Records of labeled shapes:
_ _ _ _

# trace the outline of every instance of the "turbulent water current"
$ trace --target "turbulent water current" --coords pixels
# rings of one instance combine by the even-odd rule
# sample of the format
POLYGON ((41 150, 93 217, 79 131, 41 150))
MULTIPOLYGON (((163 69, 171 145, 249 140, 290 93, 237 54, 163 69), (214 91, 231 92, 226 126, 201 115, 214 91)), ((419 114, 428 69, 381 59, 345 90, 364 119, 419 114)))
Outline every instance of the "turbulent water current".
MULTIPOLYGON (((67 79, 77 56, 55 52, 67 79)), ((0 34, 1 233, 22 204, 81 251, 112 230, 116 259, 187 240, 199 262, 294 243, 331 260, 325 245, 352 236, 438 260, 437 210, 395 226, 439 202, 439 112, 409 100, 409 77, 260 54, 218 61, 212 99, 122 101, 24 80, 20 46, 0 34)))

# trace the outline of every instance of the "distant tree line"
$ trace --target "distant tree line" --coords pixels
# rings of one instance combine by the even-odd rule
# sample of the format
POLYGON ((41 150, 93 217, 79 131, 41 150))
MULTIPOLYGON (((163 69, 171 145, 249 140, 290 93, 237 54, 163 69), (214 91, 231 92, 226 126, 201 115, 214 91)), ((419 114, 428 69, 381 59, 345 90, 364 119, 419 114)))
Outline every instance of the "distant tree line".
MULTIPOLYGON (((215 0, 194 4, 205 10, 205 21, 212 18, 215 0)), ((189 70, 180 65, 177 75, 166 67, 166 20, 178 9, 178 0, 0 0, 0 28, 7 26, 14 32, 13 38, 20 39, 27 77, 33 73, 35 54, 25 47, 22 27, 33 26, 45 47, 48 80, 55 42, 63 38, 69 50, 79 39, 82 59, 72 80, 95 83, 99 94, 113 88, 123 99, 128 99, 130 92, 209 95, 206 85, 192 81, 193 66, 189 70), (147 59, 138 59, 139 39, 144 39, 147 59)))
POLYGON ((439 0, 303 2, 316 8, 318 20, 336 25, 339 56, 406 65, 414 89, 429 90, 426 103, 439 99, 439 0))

_ _ _ _

Aim of the task: Retype every line of the records above without changing anything.

Output below:
# trace the outline of every instance of the "turbulent water current"
$ trace --target "turbulent water current" --coords pixels
# rings of one instance combine by the even-odd rule
# sample of the format
POLYGON ((41 150, 93 217, 79 131, 41 150))
MULTIPOLYGON (((163 69, 171 145, 249 140, 290 93, 237 54, 163 69), (214 91, 231 92, 226 126, 201 115, 214 91)), ((419 114, 428 69, 381 59, 345 90, 364 119, 419 114)))
Outline every instance of the "turbulent water current".
MULTIPOLYGON (((67 79, 77 56, 55 52, 67 79)), ((0 34, 1 233, 22 204, 81 251, 112 230, 116 259, 187 240, 199 262, 294 243, 331 260, 325 245, 352 236, 438 260, 437 210, 395 226, 439 202, 439 112, 409 100, 409 77, 260 54, 218 61, 212 99, 122 101, 24 80, 20 46, 0 34)))

# trace the outline of every instance of the "distant tree line"
$ trace --target "distant tree line" --coords pixels
# rings of one instance combine by the even-odd rule
# sample of the format
POLYGON ((41 150, 93 217, 79 131, 41 150))
MULTIPOLYGON (((163 69, 171 145, 249 140, 290 93, 237 54, 163 69), (214 91, 231 92, 226 126, 201 115, 214 91)), ((419 114, 428 69, 381 59, 345 90, 364 119, 419 114)))
Outline every instance of the "distant tree line".
MULTIPOLYGON (((215 0, 194 4, 205 10, 205 21, 212 18, 215 0)), ((189 70, 180 65, 177 75, 166 67, 166 20, 178 9, 178 0, 0 0, 0 28, 7 26, 14 32, 13 38, 20 39, 27 77, 33 73, 35 54, 25 47, 22 27, 33 26, 45 47, 48 80, 55 42, 63 38, 69 50, 79 39, 82 59, 72 80, 95 83, 99 94, 113 88, 123 99, 128 99, 130 92, 209 95, 206 85, 192 81, 193 66, 189 70), (147 59, 138 59, 139 39, 144 39, 147 59)))
POLYGON ((439 0, 303 2, 316 8, 318 20, 336 25, 339 56, 406 65, 414 89, 429 90, 426 103, 439 99, 439 0))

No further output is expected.